SUPPLIED RECORDS ::
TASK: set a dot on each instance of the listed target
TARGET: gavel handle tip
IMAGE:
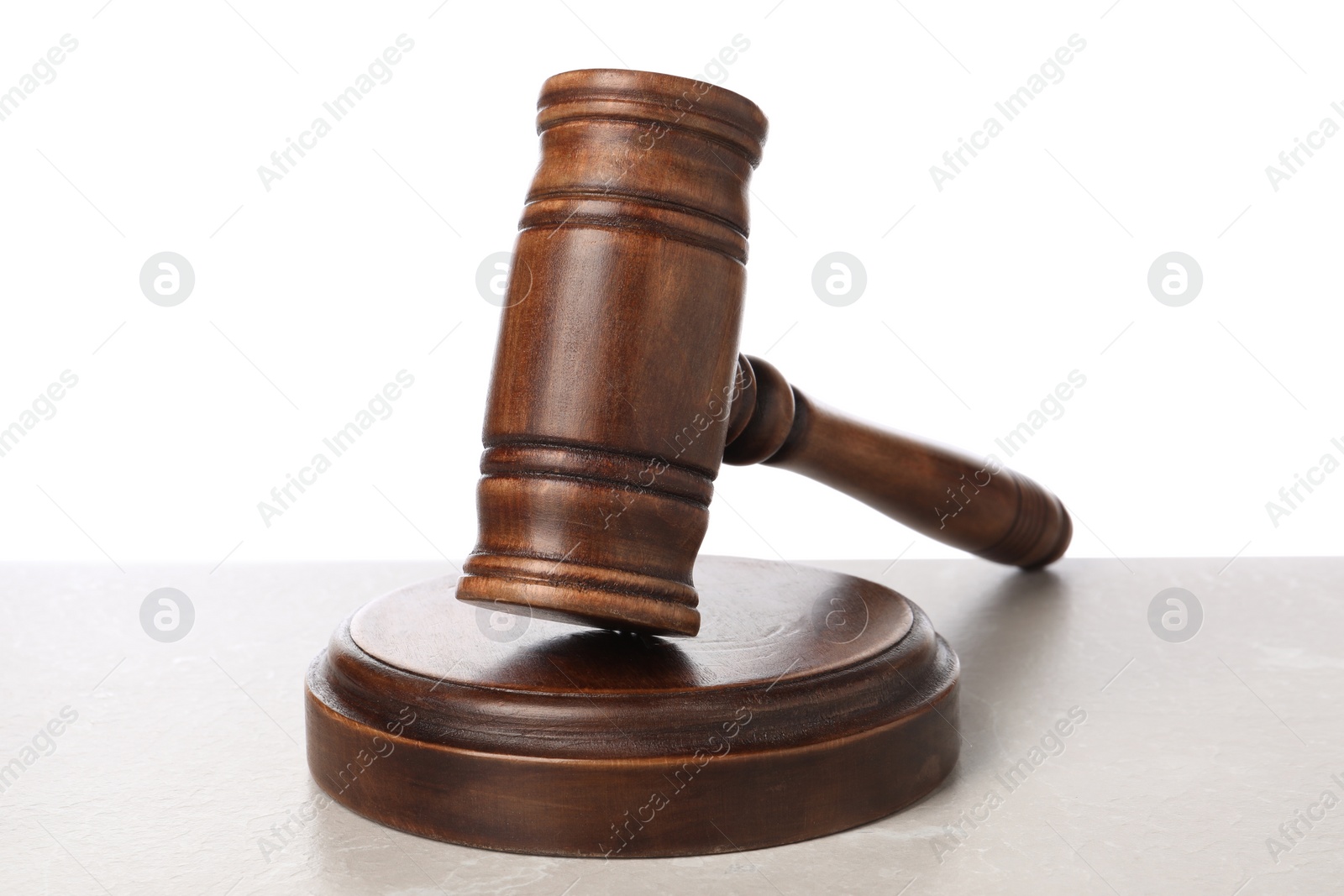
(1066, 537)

==

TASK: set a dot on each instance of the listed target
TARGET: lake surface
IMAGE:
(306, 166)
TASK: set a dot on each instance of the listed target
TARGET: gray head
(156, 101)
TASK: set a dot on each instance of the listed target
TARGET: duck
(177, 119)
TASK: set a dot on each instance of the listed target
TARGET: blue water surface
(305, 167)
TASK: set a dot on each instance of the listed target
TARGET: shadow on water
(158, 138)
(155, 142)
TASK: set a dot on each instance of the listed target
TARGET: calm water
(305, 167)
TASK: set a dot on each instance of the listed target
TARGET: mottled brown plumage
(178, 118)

PROBLEM STATEMENT :: Please count the lines in the listing above that contain the word "water", and give only that number.

EXERCISE ANSWER :: 3